[begin Input material]

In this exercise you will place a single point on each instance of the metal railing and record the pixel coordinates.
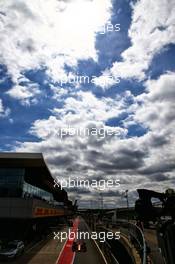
(134, 233)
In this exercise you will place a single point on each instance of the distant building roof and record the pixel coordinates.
(36, 171)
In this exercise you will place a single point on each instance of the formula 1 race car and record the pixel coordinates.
(79, 246)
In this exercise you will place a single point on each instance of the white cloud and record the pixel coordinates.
(49, 33)
(25, 93)
(152, 28)
(4, 112)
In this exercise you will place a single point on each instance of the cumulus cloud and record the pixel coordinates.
(48, 34)
(149, 33)
(4, 112)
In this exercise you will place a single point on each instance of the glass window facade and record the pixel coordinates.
(35, 192)
(12, 184)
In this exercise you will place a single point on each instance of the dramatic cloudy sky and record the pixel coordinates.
(43, 41)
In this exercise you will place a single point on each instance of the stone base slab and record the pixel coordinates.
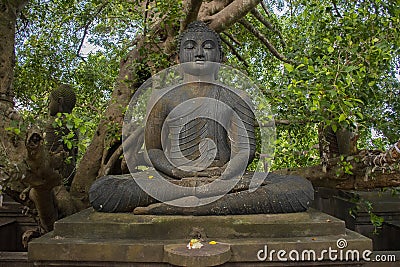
(97, 239)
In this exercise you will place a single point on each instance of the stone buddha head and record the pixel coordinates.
(200, 45)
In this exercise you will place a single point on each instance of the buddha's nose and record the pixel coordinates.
(199, 53)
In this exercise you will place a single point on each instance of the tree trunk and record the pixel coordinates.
(12, 149)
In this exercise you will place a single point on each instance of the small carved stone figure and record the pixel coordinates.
(183, 142)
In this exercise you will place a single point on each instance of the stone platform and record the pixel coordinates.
(97, 239)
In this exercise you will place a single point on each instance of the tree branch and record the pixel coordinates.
(86, 28)
(230, 14)
(264, 40)
(267, 24)
(192, 9)
(230, 36)
(264, 6)
(233, 50)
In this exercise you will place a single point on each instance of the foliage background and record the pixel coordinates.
(341, 60)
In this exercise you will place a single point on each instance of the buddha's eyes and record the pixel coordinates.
(189, 45)
(208, 45)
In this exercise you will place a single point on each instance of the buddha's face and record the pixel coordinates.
(199, 48)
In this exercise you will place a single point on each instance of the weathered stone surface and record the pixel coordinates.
(89, 224)
(98, 238)
(208, 255)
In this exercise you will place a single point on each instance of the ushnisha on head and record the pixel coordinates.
(199, 43)
(62, 99)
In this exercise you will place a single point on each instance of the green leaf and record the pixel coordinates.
(288, 67)
(342, 117)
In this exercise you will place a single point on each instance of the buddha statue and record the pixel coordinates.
(200, 134)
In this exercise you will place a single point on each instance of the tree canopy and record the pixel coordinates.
(316, 61)
(323, 66)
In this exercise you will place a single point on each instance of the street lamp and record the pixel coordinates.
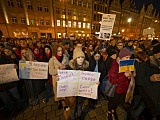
(129, 20)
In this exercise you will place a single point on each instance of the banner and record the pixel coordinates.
(8, 73)
(33, 70)
(107, 26)
(77, 83)
(125, 65)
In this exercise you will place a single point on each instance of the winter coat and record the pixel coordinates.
(8, 60)
(117, 78)
(54, 65)
(101, 67)
(143, 73)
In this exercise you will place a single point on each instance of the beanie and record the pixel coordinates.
(111, 52)
(154, 42)
(124, 52)
(9, 48)
(78, 53)
(103, 46)
(156, 49)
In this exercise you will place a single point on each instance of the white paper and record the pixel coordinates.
(77, 83)
(107, 26)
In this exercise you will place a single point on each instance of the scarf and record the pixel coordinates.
(59, 58)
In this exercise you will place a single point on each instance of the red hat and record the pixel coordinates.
(124, 52)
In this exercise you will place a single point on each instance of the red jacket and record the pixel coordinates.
(117, 78)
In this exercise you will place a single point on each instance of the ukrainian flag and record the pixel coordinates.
(125, 65)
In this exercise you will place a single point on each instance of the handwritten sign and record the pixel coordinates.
(107, 26)
(125, 65)
(33, 70)
(77, 83)
(8, 73)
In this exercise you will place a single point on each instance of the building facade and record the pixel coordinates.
(76, 18)
(47, 18)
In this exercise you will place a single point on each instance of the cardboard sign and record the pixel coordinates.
(33, 70)
(77, 83)
(125, 65)
(8, 73)
(107, 26)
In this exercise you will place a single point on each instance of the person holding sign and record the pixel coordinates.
(58, 61)
(77, 63)
(122, 81)
(31, 85)
(12, 87)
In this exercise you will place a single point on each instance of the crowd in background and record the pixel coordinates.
(88, 55)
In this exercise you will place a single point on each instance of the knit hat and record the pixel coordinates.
(111, 52)
(154, 42)
(124, 52)
(78, 53)
(103, 46)
(156, 49)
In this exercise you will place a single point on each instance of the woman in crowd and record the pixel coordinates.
(95, 66)
(47, 54)
(11, 88)
(90, 50)
(122, 82)
(58, 61)
(77, 63)
(34, 88)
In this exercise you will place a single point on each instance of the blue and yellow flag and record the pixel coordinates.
(125, 65)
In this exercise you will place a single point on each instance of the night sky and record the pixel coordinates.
(156, 4)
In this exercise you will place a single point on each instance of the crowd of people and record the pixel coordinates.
(89, 55)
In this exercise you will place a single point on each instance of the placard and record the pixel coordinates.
(33, 70)
(8, 73)
(107, 26)
(125, 65)
(77, 83)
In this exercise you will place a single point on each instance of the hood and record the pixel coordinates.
(85, 64)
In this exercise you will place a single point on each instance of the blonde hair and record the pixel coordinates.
(30, 55)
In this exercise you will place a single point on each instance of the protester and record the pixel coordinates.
(122, 82)
(58, 61)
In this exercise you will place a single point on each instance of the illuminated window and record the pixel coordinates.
(69, 23)
(84, 4)
(47, 22)
(69, 12)
(41, 22)
(64, 23)
(57, 10)
(32, 22)
(46, 8)
(74, 24)
(19, 3)
(23, 20)
(79, 2)
(29, 5)
(10, 3)
(74, 17)
(63, 11)
(84, 25)
(88, 25)
(58, 23)
(79, 24)
(74, 12)
(39, 7)
(14, 19)
(74, 2)
(88, 5)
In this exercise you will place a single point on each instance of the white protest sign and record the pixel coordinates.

[end Input material]

> _Description of the task_: Using the records above, retype everything exactly except the pictures.

> _Correct response_:
In this exercise you will place a single point on each instance of the metal railing and record the pixel coordinates.
(134, 233)
In this exercise you will place a single point on each instance of the distant building roof and record the pixel coordinates.
(36, 171)
In this exercise you will place a single point on each instance of the formula 1 race car and record the pixel coordinates.
(79, 246)
In this exercise you will place a single point on each instance of the white cloud and record the pixel coordinates.
(49, 33)
(25, 93)
(152, 28)
(4, 112)
In this exercise you will place a single point on each instance of the cumulus cloud and record the pixel coordinates.
(48, 34)
(149, 33)
(4, 112)
In this exercise you will place a single point on each instance of the glass window facade and record the pixel coordinates.
(35, 192)
(12, 184)
In this exercise you will place a single point on each instance of the dramatic cloudy sky and record the pixel coordinates.
(43, 41)
In this exercise you will place a single point on each instance of the stone base slab and record the pixel coordinates.
(97, 239)
In this exercise you will place a single point on each instance of the stone buddha head and record the pixel coordinates.
(200, 45)
In this exercise you will place a single point on each instance of the buddha's nose and record the pixel coordinates.
(199, 53)
In this exercise you will place a single point on each instance of the tree trunk and record the pixel coordinates.
(12, 149)
In this exercise you will place a single point on each instance of the small carved stone figure and record the pixel coordinates.
(183, 142)
In this exercise you will place a single point on each instance of the stone platform and record the pixel coordinates.
(97, 239)
In this exercise you will place a single point on each instance of the tree branch and record the pixel coordinates.
(86, 28)
(230, 14)
(264, 40)
(267, 24)
(192, 9)
(230, 36)
(264, 6)
(233, 50)
In this exercise you will place a single point on each instance of the foliage background and record the pixel coordinates.
(341, 60)
In this exercise you will place a single point on each instance of the buddha's eyes and record the pixel coordinates.
(189, 45)
(208, 45)
In this exercise you will place a single point on each instance of the buddha's face and record the pixel coordinates.
(199, 48)
In this exercise you will place a single point on each instance of the weathered stone surface and record the pixel coordinates.
(89, 224)
(98, 238)
(208, 255)
In this exercise you will place a single point on each instance of the ushnisha on head and record the pixel coordinates.
(199, 43)
(62, 99)
In this exercise you will place a single point on each instance of the green leaf and record the pixel coordinates.
(288, 67)
(342, 117)
In this exercise you will place a single point on each instance of the buddha statue and record the pixel coordinates.
(200, 134)
In this exercise you will place a single point on each instance of the tree canopy and record the pixel coordinates.
(316, 61)
(323, 66)
In this exercise you will place a single point on each instance of the street lamp and record the pixel coordinates.
(129, 20)
In this exercise you will place a single point on each instance of the banner and record the pixel coordinates.
(8, 73)
(33, 70)
(107, 26)
(77, 83)
(125, 65)
In this exercise you will place a single point on each instance of the winter coat and record the pixel coordinates.
(8, 60)
(117, 78)
(54, 65)
(101, 67)
(143, 73)
In this exercise you will place a single point on each instance of the beanie and record the pixel coordinates.
(111, 52)
(154, 42)
(124, 52)
(9, 48)
(78, 53)
(103, 46)
(156, 49)
In this exercise you will place a single point on each instance of the white paper and record the pixel coordinates.
(77, 83)
(107, 26)
In this exercise you will place a single point on each instance of the scarf and record the pixel coordinates.
(59, 58)
In this exercise you will place a single point on each instance of the red hat and record the pixel coordinates.
(124, 52)
In this exercise you will place a single point on each instance of the red jacket and record the pixel coordinates.
(117, 78)
In this exercise you will place a single point on each instance of the ukrainian flag and record the pixel coordinates.
(125, 65)
In this exercise you will place a single point on each instance of the handwritten sign and record the pixel coordinates.
(107, 26)
(125, 65)
(33, 70)
(77, 83)
(8, 73)
In this exercise you will place a single point on each instance of the building facade and record the pixel coordinates.
(76, 18)
(47, 18)
In this exercise you will place a single point on each instance of the cardboard sign and record the pixel coordinates.
(33, 70)
(77, 83)
(125, 65)
(8, 73)
(107, 26)
In this exercise you will place a single point on each instance of the person holding sign and record the pixel coordinates.
(58, 61)
(77, 63)
(122, 81)
(31, 85)
(12, 87)
In this exercise you will place a single point on each instance of the crowd in background and record the pixel coordinates.
(88, 55)
In this exercise you will place a single point on each instance of the knit hat and record the pixel coordinates.
(111, 52)
(154, 42)
(124, 52)
(78, 53)
(103, 46)
(156, 49)
In this exercise you will place a single point on each instance of the woman in crowd and record the pixel coordinates.
(95, 66)
(47, 54)
(11, 88)
(90, 50)
(122, 82)
(58, 61)
(77, 63)
(34, 88)
In this exercise you will place a single point on each instance of the blue and yellow flag and record the pixel coordinates.
(125, 65)
In this exercise you will place a single point on each instance of the night sky and record the pixel coordinates.
(156, 4)
In this exercise you will place a single point on each instance of the crowd of people and record the pixel coordinates.
(89, 55)
In this exercise you will place a single point on each instance of the placard and record the pixel coordinates.
(33, 70)
(8, 73)
(107, 26)
(125, 65)
(77, 83)
In this exercise you will place a single point on each instance of the hood and record the pixel coordinates.
(85, 64)
In this exercise you will place a single point on each instance of the blonde hair and record the pixel coordinates.
(30, 55)
In this exercise you will place a single point on each instance of the protester and record the pixel coordinates.
(122, 82)
(58, 61)
In this exercise you will place a single point on each instance of the illuminated window and record the pixel coordinates.
(69, 23)
(84, 4)
(47, 22)
(69, 12)
(41, 22)
(64, 23)
(57, 10)
(32, 22)
(46, 8)
(74, 24)
(19, 3)
(23, 20)
(79, 2)
(29, 5)
(10, 3)
(74, 17)
(63, 11)
(84, 25)
(88, 25)
(58, 23)
(79, 24)
(74, 12)
(39, 7)
(14, 19)
(74, 2)
(88, 5)
In this exercise you will place a single point on each instance of the white protest sign and record the pixel coordinates.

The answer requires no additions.